TASK INSTRUCTIONS =
Copy the records below, changing every "from the rest of the scene" to "from its surroundings" and keeping everything else the same.

RECORD EXTRACTS =
%%
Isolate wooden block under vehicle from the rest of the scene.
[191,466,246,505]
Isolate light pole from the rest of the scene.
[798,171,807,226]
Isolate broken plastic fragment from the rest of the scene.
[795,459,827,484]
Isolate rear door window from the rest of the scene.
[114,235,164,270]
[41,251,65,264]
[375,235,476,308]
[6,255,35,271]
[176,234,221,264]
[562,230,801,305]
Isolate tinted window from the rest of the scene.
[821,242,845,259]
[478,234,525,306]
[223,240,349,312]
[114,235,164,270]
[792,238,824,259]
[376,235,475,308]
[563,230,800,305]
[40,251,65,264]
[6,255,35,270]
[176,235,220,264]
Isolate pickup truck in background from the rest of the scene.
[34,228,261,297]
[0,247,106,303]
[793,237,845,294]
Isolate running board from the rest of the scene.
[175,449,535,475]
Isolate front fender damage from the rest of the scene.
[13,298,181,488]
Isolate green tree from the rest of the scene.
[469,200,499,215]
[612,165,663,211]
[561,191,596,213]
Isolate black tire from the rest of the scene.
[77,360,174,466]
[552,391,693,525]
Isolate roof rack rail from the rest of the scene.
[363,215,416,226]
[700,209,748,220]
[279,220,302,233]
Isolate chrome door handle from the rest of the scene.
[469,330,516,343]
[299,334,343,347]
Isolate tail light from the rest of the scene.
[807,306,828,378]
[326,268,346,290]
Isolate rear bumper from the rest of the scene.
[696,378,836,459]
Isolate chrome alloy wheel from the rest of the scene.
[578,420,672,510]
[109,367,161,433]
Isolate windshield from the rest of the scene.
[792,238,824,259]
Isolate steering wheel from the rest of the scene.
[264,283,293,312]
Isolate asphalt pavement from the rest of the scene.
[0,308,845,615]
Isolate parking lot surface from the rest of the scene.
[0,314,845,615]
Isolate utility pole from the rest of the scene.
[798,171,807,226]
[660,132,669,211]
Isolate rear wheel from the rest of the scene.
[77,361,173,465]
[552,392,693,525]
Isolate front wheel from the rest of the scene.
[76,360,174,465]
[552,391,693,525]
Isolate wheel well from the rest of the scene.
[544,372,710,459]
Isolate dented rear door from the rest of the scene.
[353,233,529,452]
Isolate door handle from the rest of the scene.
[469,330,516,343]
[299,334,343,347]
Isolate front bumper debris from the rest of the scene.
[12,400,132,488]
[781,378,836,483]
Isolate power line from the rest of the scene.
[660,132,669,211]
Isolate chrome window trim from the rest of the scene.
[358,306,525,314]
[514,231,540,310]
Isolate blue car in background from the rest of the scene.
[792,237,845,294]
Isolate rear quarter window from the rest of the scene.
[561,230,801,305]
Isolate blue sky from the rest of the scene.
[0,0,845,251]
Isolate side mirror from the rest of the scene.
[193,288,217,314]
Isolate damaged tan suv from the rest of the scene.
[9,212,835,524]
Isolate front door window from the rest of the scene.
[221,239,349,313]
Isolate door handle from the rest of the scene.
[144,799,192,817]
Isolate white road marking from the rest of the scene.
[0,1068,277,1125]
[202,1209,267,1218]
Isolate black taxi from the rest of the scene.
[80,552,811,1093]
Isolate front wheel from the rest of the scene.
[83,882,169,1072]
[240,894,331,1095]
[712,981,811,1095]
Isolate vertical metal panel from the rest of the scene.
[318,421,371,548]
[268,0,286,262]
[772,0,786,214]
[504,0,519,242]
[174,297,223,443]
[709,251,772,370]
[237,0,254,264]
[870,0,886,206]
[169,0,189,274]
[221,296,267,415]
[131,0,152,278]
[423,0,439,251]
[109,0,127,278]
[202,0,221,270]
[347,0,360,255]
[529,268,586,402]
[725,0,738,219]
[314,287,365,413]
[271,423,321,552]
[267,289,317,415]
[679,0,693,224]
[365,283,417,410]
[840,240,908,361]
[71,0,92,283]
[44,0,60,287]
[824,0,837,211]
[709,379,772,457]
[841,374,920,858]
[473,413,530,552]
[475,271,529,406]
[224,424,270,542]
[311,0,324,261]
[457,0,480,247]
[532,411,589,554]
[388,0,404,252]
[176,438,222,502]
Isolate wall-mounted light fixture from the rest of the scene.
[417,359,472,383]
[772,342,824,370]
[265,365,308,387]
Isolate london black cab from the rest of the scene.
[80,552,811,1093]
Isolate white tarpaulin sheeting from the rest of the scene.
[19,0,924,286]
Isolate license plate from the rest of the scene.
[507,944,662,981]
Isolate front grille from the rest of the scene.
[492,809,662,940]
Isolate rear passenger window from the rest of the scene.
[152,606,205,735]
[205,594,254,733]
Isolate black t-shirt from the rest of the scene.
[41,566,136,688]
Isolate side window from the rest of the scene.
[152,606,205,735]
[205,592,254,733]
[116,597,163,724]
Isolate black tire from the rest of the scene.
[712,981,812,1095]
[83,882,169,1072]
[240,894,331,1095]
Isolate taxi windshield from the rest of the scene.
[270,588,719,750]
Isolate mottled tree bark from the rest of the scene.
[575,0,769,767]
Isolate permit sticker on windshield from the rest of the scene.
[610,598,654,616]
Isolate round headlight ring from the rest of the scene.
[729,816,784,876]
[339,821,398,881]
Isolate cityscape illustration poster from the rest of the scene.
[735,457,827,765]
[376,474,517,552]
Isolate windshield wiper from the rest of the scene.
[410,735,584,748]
%%
CORRECT OUTPUT =
Isolate wooden block under vehicle from its surroundings.
[191,466,246,505]
Isolate light pole from its surroundings.
[798,171,807,226]
Isolate broken plastic fragment from its surroundings.
[795,459,827,484]
Isolate rear door window from its surroundings.
[114,235,164,270]
[41,251,65,264]
[375,235,476,308]
[6,255,35,271]
[176,234,221,264]
[562,230,801,305]
Isolate tinted window from its surroundings.
[821,242,845,259]
[478,234,525,306]
[223,240,349,312]
[114,235,164,270]
[792,238,824,259]
[376,235,475,308]
[563,230,800,305]
[40,251,65,264]
[6,255,35,270]
[176,235,220,264]
Isolate pickup truck in background from its surroundings.
[34,228,261,297]
[0,247,106,303]
[793,237,845,294]
Isolate running board from its surroundings.
[175,449,535,475]
Isolate front fender damage from its surroundings.
[13,298,181,488]
Isolate green tree from its surroundings.
[469,200,499,215]
[612,165,663,211]
[561,191,596,213]
Isolate black tire from its surroundings.
[77,360,174,466]
[552,391,693,525]
Isolate roof rack rail from its surroundings.
[363,215,416,226]
[700,209,748,220]
[279,220,302,233]
Isolate chrome door handle from its surroundings.
[469,330,516,343]
[299,334,343,347]
Isolate tail light from its surroundings.
[807,306,828,378]
[326,268,346,290]
Isolate rear bumper from its surroundings.
[696,378,836,459]
Isolate chrome alloy wheel from its surroundings.
[578,420,672,510]
[109,367,161,433]
Isolate windshield from its surroundings.
[792,238,824,259]
Isolate steering wheel from its surroundings.
[264,283,293,312]
Isolate asphalt pavement from its surroundings.
[0,308,845,615]
Isolate parking lot surface from its surroundings.
[0,314,845,615]
Isolate utility pole from its surroundings.
[798,171,807,226]
[660,132,669,211]
Isolate rear wheel from its surroundings.
[77,361,173,465]
[552,392,693,525]
Isolate front wheel from its surroundings.
[76,360,174,465]
[552,391,693,525]
Isolate wheel well from its surroundings.
[544,372,710,459]
Isolate dented rear door from its surroundings.
[353,233,529,452]
Isolate door handle from its surroundings.
[469,330,516,343]
[299,334,343,347]
Isolate front bumper debris from its surroundings.
[12,400,132,488]
[781,378,836,483]
Isolate power line from its surroundings.
[660,132,669,211]
Isolate chrome window trim from its surroundings.
[358,306,525,314]
[514,231,540,310]
Isolate blue car in background from its surroundings.
[792,237,845,294]
Isolate rear quarter window from its surroundings.
[561,230,801,305]
Isolate blue sky from its surroundings.
[0,0,845,251]
Isolate side mirror from its surroundings.
[193,288,217,314]
Isolate damaged tan suv from its surroundings.
[9,212,835,524]
Isolate front door window from its surroundings.
[221,239,349,313]
Isolate door handle from its surroundings.
[144,799,192,817]
Isolate white road marking from its surroundings.
[0,1068,277,1125]
[202,1209,267,1218]
Isolate black taxi from its surroundings.
[80,552,811,1093]
Isolate front wheel from its surroundings.
[83,882,169,1072]
[240,894,331,1095]
[712,981,811,1095]
Isolate vertical metal panel from its surroundings.
[318,421,371,548]
[268,0,286,262]
[772,0,786,214]
[504,0,519,242]
[174,297,223,443]
[709,251,772,370]
[237,0,254,264]
[870,0,886,206]
[169,0,189,274]
[221,296,267,415]
[131,0,152,278]
[423,0,439,251]
[109,0,127,278]
[202,0,221,270]
[347,0,360,255]
[529,268,586,402]
[725,0,738,219]
[314,287,365,413]
[271,423,321,552]
[267,289,317,415]
[679,0,693,224]
[365,283,417,410]
[840,240,908,361]
[71,0,92,283]
[44,0,60,287]
[824,0,837,211]
[709,379,772,457]
[841,374,920,858]
[473,413,530,552]
[475,271,529,406]
[224,424,270,542]
[311,0,324,261]
[457,0,480,247]
[532,411,589,554]
[388,0,404,252]
[176,438,222,502]
Isolate wall-mounted light fixture from its surroundings.
[417,359,472,383]
[772,342,824,370]
[265,365,308,387]
Isolate london black cab from its surroundings.
[80,552,811,1093]
Isolate white tarpaulin sheeting from its surroundings.
[19,0,924,286]
Isolate license plate from its surroundings.
[507,944,662,981]
Isolate front grille from its surroundings.
[492,809,662,940]
Isolate rear passenger window from its surroundings.
[152,606,205,735]
[205,594,254,733]
Isolate black t-shirt from its surroundings.
[41,566,136,688]
Isolate side window from its surroundings.
[152,606,205,735]
[205,592,254,733]
[116,597,163,724]
Isolate black tire from its surroundings.
[712,981,812,1095]
[83,882,169,1072]
[240,894,331,1095]
Isolate taxi windshield from its surroundings.
[270,588,719,750]
Isolate mottled tree bark from its surroundings.
[575,0,769,767]
Isolate permit sticker on windshield from its surroundings.
[610,598,654,616]
Isolate round headlight ring from its surroundings.
[729,816,784,876]
[339,821,398,881]
Isolate cityscape illustration poster from its surroundings.
[735,457,827,765]
[376,474,517,552]
Isolate windshield wiper from its surroundings.
[410,735,584,748]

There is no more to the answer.